In Lakshmipur District, five Hindu-owned jewellery shops were looted and one Hindu temple attacked and looted in Chandraganj. After the midnight of 28 February, one Hindu temple has been on fire in Gaiyarchar in Raipur Upazila. The police prevented the rioters from setting fire to another temple. Two Hindu monasteries were set on fire. On 1 March, the miscreants set fire to a Hindu house in Char Sita area of Ramgati Upazila. On 11 May, Miscreants set fire on a Hindu Temple at Ramganj Upazila.

On 28 February, in the afternoon Jamaat-e-Islami and Islami Chhatra Shibir activists attacked the Hindus in Chittagong District. In Banshkhali Upazila, the attackers set fire to Hindus houses in Dakshin Jaldi area of Jaldi Union. 20 houses were gutted. 16 Hindus were injured in the arson, two of the died. A 65-year-old Hindu was killed in the attacks. On early morning of 5 March at around 2–30 a.m., the Sarbajaneen Magadeshwari Mandir at East Rupkania of Satkania Upazila was torched. At around 3:30 am the Khetrapal Temple was burned to ashes and money from donation box was looted.

In Cox's Bazar, the Jamaat activists destroyed three Hindu temples. In Kutubdia Upazila, thousands of Jamaat-e-Islami and Islami Chhatra Shibir activists gathered before the Upazila Parishad office around 9 pm. Around 10 p.m. they set fire to Hindu temples, after vandalising government offices and an Awami League party office.

In Comilla District, image of a Hindu deity was vandalised in Brahmanpara Upazila. On 1 March at around 11 pm, eleven shops including four owned by the Hindus were set on fire in Kheora Bazar in Kasba Upazila of Brahmanbaria District. On the early morning of 6 March, some time after 2:30 a.m., unidentified miscreants set fire to Sarbajanin Kali Mandir after vandalising five idols at Chapatali village under Mohammadpur East Union in Daudkandi Upazila of the district.

In Rangamati District, Bangladesh Nationalist Party and Jamaat-e-Islami Bangladesh activists set fire in a temple at Bagahichari Upazila on 28 March.

=== Dhaka Division ===
On 3 March, in Lohajang Upazila of Munshiganj District a Kali Temple was set on fire by arsonits. On the same day, in Kotalipara Upazila of Gopalganj District, a Hindu temple is burnt down. Six people including a Jamaat leader were arrested on charges of torching this temple. Early in the morning on 6 March, Ananda Ashram Mandir of Fulbaria village under the Ballabhdi Union in Faridpur District was set on fire. On 8 March, Islamist extremists vandalised a Kali Temple at Sashangaon village under Sirajdikhan Upazila in Munshiganj District. On 11 March, a temple at Fulbaria Upazila in Mymensingh District was vandalised. Six idols were destroyed at Kafilabari Durga temple in Kotalipara Upazila of Gopalganj at the same night. On the night of 15 March, unidentified miscreants vandalised the image of Saraswati in a 77-year-old Hindu temple in Madhabpur area of Sherpur municipality in Sherpur District.

* Stated goal
Carry on the account of attacks on Hindu temples and homes from the point where it stops. The entries have no connection to the account of attacks on Hindu temples and homes.

Coordinate annotation records:
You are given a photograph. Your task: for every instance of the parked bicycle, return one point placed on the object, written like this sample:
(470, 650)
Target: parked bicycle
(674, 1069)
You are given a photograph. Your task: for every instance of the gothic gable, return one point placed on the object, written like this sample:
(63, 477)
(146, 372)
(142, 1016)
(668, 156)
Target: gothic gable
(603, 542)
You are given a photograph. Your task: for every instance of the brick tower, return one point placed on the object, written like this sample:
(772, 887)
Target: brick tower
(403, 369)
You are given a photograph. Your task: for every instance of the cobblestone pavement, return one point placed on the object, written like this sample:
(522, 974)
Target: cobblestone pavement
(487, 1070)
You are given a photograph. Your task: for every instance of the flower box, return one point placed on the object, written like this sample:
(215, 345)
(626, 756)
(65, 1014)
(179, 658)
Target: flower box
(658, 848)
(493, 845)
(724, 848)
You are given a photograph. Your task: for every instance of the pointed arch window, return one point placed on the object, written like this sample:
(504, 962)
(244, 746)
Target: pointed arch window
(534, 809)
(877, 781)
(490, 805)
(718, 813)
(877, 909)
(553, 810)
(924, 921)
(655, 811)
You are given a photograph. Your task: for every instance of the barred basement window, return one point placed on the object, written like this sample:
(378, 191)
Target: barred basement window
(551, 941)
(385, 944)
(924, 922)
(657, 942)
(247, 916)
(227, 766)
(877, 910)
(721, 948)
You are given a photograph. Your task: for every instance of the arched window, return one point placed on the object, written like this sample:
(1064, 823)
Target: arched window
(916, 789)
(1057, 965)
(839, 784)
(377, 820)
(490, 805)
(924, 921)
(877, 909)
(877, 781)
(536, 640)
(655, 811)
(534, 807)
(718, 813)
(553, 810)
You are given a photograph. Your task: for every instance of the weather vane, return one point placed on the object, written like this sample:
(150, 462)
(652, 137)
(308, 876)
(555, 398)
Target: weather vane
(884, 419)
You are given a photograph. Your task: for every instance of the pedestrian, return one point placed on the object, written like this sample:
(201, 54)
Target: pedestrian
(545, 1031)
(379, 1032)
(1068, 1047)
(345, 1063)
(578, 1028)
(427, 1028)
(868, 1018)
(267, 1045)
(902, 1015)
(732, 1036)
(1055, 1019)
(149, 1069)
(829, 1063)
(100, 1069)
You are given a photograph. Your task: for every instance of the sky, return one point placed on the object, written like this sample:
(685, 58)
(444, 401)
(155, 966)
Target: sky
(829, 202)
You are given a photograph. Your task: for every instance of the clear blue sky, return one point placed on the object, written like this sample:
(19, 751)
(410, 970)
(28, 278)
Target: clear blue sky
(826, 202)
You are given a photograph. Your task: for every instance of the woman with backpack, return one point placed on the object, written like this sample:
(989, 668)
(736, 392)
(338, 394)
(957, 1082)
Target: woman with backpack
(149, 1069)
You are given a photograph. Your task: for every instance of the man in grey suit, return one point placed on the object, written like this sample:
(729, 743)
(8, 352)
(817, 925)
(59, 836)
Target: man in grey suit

* Written answer
On 18 March, seven idols in Harimandir in Netrokona Sadar upazila's Bobahala have been desecrated by smashing them to pieces. On the same day in Gazipur District, the attackers damaged six idols in a Hindu temple at Dakhkhin Marta of Sreepur. On 22 March, unidentified miscreants set fire to a Lakshmi temple at Gazipur Sadar Upazila in Gazipur District.

On 2 April, the largest Hindu temple at Bhuiyanpur upazila in Tangail District was set on fire.

On 5 April, unidentified miscreants vandalised the Kali Mandir, Panchmandir and Shiv Mandir in Mirzapur of Tangail District. On the same day a Hindu temple was vandalised at Rajoir under Madaripur District during the clash of two political parties. On 19 April, Unidentified miscreants torched a Hindu temple at Mahendri village in Rajoir upazila of Madaripur District.

On 8 April, a Hindu temple in Jamalpur District was vandalised . On the same day, a Hindu temple at Fulbaria under Mymensingh District was vandalised .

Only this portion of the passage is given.